** Your objective **
Extract, unchanged, every line from the top of the material below through the line with "168L263 191L270 165L254", and no more.

** Exercise inputs **

══════════

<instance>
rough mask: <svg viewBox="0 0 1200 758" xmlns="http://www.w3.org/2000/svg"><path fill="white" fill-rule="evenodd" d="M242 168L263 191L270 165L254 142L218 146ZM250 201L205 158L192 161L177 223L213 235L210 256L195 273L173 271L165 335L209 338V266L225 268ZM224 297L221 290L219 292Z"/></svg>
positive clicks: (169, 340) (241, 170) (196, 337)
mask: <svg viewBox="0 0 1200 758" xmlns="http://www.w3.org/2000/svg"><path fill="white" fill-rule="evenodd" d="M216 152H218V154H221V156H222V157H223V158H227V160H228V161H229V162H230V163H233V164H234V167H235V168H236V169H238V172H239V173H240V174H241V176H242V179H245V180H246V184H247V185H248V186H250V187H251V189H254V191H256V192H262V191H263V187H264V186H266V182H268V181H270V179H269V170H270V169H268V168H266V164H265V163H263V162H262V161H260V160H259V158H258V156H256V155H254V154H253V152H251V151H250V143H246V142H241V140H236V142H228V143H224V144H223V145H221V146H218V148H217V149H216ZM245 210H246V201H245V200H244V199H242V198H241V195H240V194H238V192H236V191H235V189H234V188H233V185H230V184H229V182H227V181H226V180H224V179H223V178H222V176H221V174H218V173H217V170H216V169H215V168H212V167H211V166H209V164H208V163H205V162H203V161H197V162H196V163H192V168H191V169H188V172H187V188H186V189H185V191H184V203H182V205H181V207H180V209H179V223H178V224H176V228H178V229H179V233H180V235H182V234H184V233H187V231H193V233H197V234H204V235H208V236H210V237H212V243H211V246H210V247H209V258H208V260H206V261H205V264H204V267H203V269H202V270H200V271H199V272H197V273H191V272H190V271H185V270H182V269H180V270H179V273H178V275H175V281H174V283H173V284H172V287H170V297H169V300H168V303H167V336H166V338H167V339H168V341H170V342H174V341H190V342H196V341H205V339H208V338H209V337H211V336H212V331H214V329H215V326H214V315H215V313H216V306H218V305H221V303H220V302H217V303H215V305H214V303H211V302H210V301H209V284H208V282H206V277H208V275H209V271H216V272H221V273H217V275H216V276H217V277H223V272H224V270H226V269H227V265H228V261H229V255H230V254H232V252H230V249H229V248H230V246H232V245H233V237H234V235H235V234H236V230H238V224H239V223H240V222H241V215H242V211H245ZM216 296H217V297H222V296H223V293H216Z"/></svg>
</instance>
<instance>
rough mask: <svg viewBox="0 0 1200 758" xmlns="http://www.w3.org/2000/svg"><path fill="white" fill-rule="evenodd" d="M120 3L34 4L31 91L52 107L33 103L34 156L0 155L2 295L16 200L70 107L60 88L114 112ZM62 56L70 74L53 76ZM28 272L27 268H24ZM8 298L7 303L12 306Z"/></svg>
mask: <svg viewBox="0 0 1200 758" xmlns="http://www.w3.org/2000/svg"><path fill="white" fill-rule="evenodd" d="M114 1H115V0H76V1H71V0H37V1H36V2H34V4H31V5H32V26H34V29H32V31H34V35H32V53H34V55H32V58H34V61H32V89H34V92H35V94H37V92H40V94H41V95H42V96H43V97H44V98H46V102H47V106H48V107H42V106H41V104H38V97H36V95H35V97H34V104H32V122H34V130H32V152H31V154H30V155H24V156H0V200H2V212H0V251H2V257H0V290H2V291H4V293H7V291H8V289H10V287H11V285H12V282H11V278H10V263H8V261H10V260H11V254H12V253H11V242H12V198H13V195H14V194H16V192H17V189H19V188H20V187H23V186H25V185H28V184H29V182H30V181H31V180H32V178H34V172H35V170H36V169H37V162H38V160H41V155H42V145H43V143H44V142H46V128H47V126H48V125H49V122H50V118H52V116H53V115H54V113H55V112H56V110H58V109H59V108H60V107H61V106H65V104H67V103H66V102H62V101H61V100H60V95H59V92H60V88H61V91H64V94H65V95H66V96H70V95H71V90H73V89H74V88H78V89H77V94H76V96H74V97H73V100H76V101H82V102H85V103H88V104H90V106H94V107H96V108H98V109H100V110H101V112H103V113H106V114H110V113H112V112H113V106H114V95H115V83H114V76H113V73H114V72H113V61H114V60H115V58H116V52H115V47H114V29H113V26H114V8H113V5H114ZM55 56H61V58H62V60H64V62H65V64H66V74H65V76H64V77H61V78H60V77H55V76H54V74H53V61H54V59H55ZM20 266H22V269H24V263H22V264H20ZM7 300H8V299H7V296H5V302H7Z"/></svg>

══════════

** Response for this exercise **
<instance>
rough mask: <svg viewBox="0 0 1200 758" xmlns="http://www.w3.org/2000/svg"><path fill="white" fill-rule="evenodd" d="M242 168L263 191L270 165L254 142L218 146ZM250 201L205 158L192 161L177 223L213 235L210 256L195 273L173 271L165 335L209 338V266L225 268ZM224 297L221 290L219 292Z"/></svg>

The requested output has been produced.